━━ Stored records ━━
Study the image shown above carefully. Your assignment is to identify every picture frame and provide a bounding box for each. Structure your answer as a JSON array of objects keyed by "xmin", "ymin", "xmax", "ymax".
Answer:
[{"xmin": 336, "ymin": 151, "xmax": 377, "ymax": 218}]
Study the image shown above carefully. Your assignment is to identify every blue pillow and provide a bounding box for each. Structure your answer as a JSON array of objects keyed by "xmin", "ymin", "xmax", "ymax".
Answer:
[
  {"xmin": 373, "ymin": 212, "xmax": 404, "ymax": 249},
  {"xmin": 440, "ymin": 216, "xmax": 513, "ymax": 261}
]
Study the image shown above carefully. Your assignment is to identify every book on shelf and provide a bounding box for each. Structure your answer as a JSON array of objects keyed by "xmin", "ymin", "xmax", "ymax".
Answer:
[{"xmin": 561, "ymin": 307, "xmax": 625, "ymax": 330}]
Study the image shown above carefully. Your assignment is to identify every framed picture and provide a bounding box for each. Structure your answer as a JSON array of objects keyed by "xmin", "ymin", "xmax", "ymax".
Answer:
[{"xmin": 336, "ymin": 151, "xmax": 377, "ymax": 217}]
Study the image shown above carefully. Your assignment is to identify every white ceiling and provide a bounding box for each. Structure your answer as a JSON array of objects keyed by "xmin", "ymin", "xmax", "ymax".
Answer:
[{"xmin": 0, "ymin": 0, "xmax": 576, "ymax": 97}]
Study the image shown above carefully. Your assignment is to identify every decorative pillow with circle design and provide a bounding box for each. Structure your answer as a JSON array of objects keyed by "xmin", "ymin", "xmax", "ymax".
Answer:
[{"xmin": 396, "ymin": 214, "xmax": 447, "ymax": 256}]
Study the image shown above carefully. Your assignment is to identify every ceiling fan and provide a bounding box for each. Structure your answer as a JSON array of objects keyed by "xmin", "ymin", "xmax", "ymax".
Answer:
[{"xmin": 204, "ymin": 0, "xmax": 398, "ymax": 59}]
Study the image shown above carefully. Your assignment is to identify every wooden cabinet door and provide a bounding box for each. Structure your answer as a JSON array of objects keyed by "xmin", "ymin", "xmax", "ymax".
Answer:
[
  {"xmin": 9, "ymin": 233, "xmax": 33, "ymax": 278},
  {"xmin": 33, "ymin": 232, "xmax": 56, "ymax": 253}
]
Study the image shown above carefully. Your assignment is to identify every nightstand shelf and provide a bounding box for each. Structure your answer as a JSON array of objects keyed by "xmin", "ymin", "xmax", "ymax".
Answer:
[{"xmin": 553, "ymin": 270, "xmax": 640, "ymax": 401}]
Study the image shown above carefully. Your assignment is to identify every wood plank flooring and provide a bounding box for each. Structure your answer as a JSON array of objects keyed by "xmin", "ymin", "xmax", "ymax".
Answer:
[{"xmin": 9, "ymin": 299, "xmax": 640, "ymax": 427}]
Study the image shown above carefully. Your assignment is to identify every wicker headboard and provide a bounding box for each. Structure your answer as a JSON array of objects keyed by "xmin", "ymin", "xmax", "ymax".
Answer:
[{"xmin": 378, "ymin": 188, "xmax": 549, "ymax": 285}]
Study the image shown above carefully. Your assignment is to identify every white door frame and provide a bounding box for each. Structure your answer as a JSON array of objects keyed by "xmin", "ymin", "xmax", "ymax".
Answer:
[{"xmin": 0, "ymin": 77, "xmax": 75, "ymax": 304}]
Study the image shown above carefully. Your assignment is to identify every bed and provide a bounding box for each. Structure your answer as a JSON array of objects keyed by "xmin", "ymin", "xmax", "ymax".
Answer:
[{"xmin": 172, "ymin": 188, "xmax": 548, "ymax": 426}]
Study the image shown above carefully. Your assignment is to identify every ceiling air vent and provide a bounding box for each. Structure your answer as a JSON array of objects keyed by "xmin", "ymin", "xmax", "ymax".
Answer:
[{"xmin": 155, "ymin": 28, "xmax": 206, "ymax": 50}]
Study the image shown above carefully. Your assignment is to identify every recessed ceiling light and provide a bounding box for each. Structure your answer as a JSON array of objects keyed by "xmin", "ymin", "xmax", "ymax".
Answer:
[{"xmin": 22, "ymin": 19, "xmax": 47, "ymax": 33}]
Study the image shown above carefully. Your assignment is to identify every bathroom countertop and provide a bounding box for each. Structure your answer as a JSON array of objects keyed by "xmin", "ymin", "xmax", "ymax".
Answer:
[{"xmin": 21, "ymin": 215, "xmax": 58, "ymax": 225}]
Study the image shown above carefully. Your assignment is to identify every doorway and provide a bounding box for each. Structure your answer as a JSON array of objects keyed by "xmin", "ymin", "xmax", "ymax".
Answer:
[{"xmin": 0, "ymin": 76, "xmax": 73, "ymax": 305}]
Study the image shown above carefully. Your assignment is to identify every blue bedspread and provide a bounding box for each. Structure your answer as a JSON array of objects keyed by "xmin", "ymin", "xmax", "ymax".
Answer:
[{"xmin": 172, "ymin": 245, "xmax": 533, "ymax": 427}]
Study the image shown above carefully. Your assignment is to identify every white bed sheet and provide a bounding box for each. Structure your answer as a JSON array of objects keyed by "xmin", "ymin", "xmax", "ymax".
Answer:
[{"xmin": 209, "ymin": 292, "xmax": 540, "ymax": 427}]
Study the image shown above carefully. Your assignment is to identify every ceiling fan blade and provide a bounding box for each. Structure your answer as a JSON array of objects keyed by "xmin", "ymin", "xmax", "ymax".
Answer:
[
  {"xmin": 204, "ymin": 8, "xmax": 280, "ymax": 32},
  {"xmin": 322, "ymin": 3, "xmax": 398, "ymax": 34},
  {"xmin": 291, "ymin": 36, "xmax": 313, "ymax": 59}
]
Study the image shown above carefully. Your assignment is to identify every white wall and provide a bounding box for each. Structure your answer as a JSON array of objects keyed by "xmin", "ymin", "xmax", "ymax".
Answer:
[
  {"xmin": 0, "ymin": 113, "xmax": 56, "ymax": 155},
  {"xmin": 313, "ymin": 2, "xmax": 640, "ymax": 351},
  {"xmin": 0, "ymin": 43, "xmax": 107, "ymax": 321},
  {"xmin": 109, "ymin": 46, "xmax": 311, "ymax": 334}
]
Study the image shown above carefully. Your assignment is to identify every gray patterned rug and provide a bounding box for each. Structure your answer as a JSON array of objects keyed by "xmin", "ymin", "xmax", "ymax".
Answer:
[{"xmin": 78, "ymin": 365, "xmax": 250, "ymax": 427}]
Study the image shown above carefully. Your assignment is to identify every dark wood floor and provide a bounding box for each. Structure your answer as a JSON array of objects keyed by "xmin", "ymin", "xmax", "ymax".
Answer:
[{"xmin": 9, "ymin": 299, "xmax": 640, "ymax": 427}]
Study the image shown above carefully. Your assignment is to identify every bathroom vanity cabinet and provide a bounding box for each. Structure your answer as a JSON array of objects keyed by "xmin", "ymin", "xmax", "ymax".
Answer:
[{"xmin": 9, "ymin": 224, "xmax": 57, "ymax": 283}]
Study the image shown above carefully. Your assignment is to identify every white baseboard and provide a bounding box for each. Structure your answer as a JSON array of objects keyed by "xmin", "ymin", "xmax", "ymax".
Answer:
━━━
Job:
Show every line of the items above that contains the word "blue", copied in full. Case counts.

Solution for this task:
Study the image shown above carefully. Your assignment is to identify every blue pillow and provide a bounding box for each. Structure your answer as a JSON array of objects keyed by "xmin", "ymin", "xmax", "ymax".
Study the image shown above carefully. Your assignment is to identify every blue bedspread and provide a bounding box for each. Structure your answer as a JSON array of objects keyed by "xmin", "ymin", "xmax", "ymax".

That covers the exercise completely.